Top of Materials provided
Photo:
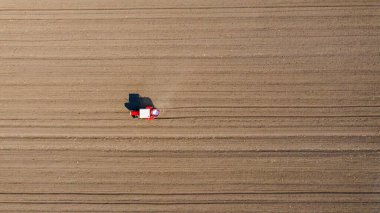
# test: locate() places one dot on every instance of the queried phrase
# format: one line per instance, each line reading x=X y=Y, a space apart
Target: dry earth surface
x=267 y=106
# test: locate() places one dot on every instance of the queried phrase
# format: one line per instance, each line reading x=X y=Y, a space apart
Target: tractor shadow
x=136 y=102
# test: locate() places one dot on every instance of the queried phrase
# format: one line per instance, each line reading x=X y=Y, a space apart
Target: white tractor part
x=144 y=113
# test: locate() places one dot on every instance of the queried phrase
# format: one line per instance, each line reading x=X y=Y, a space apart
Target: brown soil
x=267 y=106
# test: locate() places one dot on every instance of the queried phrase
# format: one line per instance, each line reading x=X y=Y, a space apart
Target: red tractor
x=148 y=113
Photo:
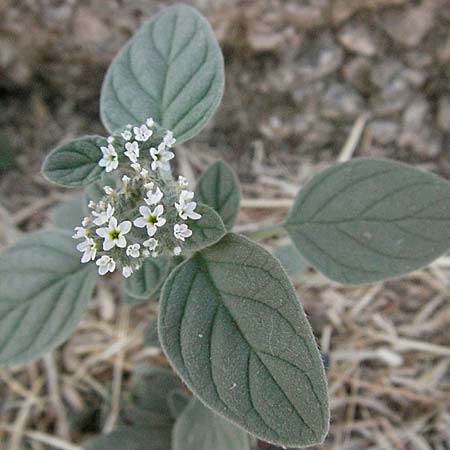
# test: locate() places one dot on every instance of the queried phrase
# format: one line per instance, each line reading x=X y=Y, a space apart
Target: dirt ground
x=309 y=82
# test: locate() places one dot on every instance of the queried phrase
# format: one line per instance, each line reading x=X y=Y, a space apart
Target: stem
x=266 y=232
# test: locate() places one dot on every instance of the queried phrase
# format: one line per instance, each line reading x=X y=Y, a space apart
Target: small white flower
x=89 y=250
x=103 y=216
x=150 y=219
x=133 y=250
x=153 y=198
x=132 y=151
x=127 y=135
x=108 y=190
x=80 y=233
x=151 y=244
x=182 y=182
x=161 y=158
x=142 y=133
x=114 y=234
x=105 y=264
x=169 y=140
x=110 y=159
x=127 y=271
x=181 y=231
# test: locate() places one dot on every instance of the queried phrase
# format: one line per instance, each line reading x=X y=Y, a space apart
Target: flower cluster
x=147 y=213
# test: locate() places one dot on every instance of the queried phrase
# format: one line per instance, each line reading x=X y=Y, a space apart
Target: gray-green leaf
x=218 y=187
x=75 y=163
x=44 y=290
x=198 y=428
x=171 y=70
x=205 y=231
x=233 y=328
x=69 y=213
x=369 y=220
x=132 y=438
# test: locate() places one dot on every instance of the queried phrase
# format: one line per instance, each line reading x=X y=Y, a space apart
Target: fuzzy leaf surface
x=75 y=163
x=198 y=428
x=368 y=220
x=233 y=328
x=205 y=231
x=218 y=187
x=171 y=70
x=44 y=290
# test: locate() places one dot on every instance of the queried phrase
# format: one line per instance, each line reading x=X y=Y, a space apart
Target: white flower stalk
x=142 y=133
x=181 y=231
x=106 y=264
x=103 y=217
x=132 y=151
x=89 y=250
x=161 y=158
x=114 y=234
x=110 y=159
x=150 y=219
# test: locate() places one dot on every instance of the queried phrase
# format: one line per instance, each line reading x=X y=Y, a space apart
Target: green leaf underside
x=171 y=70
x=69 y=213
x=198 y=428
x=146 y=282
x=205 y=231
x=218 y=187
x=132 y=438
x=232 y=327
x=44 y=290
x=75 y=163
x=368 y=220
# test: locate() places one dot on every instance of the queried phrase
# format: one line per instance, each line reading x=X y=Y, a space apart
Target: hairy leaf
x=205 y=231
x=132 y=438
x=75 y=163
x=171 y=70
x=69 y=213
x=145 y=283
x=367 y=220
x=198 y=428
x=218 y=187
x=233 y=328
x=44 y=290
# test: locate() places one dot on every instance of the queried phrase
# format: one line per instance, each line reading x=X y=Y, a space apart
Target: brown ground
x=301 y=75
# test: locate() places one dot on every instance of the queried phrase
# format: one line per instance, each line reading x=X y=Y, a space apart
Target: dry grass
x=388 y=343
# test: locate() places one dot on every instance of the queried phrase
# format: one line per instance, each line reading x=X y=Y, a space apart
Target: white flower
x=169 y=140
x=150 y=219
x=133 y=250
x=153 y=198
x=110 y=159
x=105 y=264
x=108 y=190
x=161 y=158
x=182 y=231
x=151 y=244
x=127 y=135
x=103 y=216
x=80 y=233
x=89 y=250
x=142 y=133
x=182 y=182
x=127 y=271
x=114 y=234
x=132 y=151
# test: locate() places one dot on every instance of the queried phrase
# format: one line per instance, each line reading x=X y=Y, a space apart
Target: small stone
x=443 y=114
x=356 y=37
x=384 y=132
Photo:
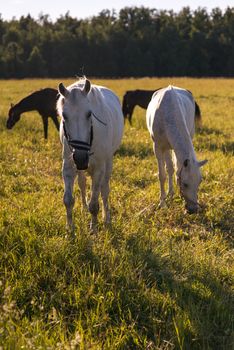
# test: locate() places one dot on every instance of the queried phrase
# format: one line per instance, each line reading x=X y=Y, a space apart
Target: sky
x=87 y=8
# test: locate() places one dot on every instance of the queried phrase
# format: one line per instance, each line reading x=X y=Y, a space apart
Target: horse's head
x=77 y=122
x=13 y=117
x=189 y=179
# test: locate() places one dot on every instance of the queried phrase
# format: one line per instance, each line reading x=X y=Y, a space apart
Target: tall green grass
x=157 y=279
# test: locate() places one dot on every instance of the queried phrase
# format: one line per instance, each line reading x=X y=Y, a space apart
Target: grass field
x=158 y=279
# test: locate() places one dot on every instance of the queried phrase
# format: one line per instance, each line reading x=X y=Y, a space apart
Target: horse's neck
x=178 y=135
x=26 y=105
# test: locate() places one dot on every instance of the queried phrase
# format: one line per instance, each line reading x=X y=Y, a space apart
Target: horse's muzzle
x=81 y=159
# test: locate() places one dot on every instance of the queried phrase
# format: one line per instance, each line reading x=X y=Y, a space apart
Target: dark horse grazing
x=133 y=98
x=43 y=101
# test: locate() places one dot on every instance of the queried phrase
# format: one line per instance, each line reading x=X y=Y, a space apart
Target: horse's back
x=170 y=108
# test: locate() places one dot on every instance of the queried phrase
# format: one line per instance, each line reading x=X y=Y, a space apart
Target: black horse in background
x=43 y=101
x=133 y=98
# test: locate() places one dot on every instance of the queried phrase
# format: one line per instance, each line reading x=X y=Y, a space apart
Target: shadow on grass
Bottom of Materials provided
§ Aim of the exercise
Give back an exact reproduction of the entries, with all pictures excluded.

§ Result of the task
Photo:
# test: locate() places one dot on every instance of the queried phrase
# format: one line per instance, each line reading x=X y=Y, a space apart
Target: dry earth surface
x=267 y=106
# test: locate() places one dot on every instance of the queried phrase
# format: one line per instance, each line reading x=X y=Y, a space apart
Target: tractor shadow
x=136 y=102
# test: locate() places one dot on every instance of the queried phrase
# format: one line per instance, each line reading x=X y=Y, a space apart
Target: white tractor part
x=144 y=113
# test: locate() places one dot on every instance of the queried phrase
# format: one line per instance, each line reading x=X y=Y, a space apart
Target: brown soil
x=267 y=106
# test: locate() places one dot on every instance of the queried phrase
# format: one line per instance, each line reading x=X y=Y, a space apart
Target: red tractor
x=148 y=113
Photo:
# test: locate() places one dot on every instance of the queried phrase
# format: one line per instance, each line reading x=X y=Y, a space apart
Target: dirt ground
x=309 y=82
# test: locate() places one dot on every instance of the queried phrase
# format: one line per instance, each line reading x=X y=Y, a space apart
Target: stem
x=266 y=232
# test: locate() places one dot on every instance of the queried phrase
# format: one line per instance, each line reading x=X y=Y, a space apart
Target: small white flower
x=89 y=250
x=103 y=216
x=150 y=219
x=133 y=250
x=153 y=198
x=132 y=151
x=127 y=135
x=108 y=190
x=80 y=233
x=151 y=244
x=182 y=182
x=161 y=158
x=142 y=133
x=114 y=234
x=105 y=264
x=169 y=140
x=110 y=159
x=127 y=271
x=181 y=231
# test: locate() places one dot on every instance of the queried phrase
# format: one line per instance, each line reading x=X y=Y, a space apart
Target: flower cluster
x=147 y=213
# test: locate() places one dot on every instance of the queried phrase
# format: one line per instance, each line reading x=X y=Y, a space apart
Target: gray-green leaf
x=218 y=187
x=75 y=163
x=44 y=290
x=198 y=428
x=171 y=70
x=205 y=231
x=233 y=328
x=69 y=213
x=369 y=220
x=132 y=438
# test: locate() places one dot on every instance of the queried phrase
# format: one line per instance, each line reading x=X y=Y, a space apart
Target: fuzzy leaf surface
x=75 y=163
x=198 y=428
x=368 y=220
x=233 y=328
x=205 y=231
x=218 y=187
x=171 y=70
x=44 y=290
# test: locate() places one dot on every instance of the queried phrase
# format: one line per instance, each line reading x=X y=Y, a space apart
Target: white flower stalk
x=142 y=133
x=181 y=231
x=106 y=264
x=103 y=217
x=132 y=151
x=89 y=250
x=161 y=158
x=114 y=234
x=110 y=159
x=150 y=219
# test: locate() places one dot on every instance of the queried phrase
# format: one line per instance, each line reading x=X y=Y, a space apart
Target: green leaf underside
x=171 y=70
x=69 y=213
x=198 y=428
x=146 y=282
x=205 y=231
x=218 y=187
x=132 y=438
x=232 y=327
x=44 y=290
x=75 y=163
x=368 y=220
# test: locate() places one dot on every instance of the queried phrase
# format: one line per instance, each line reading x=X y=Y, a space apart
Target: hairy leaf
x=205 y=231
x=132 y=438
x=75 y=163
x=171 y=70
x=69 y=213
x=145 y=283
x=367 y=220
x=198 y=428
x=218 y=187
x=233 y=328
x=44 y=290
# test: locate() places one dot on every instance of the queried phrase
# format: one line per instance, each line reading x=X y=Y, a space apart
Target: brown ground
x=301 y=75
# test: locate() places one dot on every instance of the queried phrase
# format: one line per instance, each line reading x=X y=Y, a space apart
Target: dry grass
x=388 y=343
# test: locate() places one dot on every instance of the queried phrase
# format: one line per instance, each line reading x=X y=Y, a space apart
Target: white flower
x=169 y=140
x=150 y=219
x=133 y=250
x=153 y=198
x=110 y=159
x=105 y=264
x=108 y=190
x=161 y=158
x=182 y=231
x=151 y=244
x=127 y=135
x=103 y=216
x=80 y=233
x=89 y=250
x=142 y=133
x=182 y=182
x=127 y=271
x=114 y=234
x=132 y=151
# test: locate() places one dot on every instance of the queried phrase
# format: one line per instance, each line reading x=X y=Y, a space apart
Target: small stone
x=443 y=114
x=356 y=37
x=384 y=132
Photo:
# test: locate() places one dot on every instance of the queried phrase
# format: one line per instance, each line reading x=X y=Y, a space apart
Target: sky
x=87 y=8
# test: locate() places one dot on every instance of the queried phrase
# format: one line per instance, each line reading x=X y=Y, a space apart
Target: horse's head
x=77 y=122
x=13 y=117
x=189 y=179
# test: locate() places one dot on every instance of the queried phrase
# format: one line per instance, each line reading x=X y=Y, a space apart
Target: tall green grass
x=157 y=279
# test: locate() places one dot on every instance of the queried phrase
# format: one line per instance, each line reading x=X y=Y, a space apart
Target: grass field
x=158 y=279
# test: locate() places one dot on every instance of the queried phrase
# format: one line per instance, each line reading x=X y=Y, a space apart
Target: horse's neck
x=178 y=135
x=26 y=105
# test: locate() places one dot on every instance of the queried phrase
# format: one line per instance, each line reading x=X y=Y, a space apart
Target: horse's muzzle
x=81 y=159
# test: locate() places one dot on every instance of the queried phrase
# format: one line per instance, each line reading x=X y=Y, a space apart
Target: dark horse grazing
x=133 y=98
x=43 y=101
# test: locate() places one dot on every instance of the queried phrase
# format: one line per instance, each line reading x=X y=Y, a space apart
Target: horse's back
x=170 y=108
# test: locate() places one dot on every instance of the queried phrase
# format: one line per instance, each line reading x=X y=Y, a space apart
Target: black horse in background
x=43 y=101
x=133 y=98
# test: locate() places one dot on every instance of the queried phrase
# format: one line per instance, each line reading x=X y=Y, a space apart
Target: shadow on grass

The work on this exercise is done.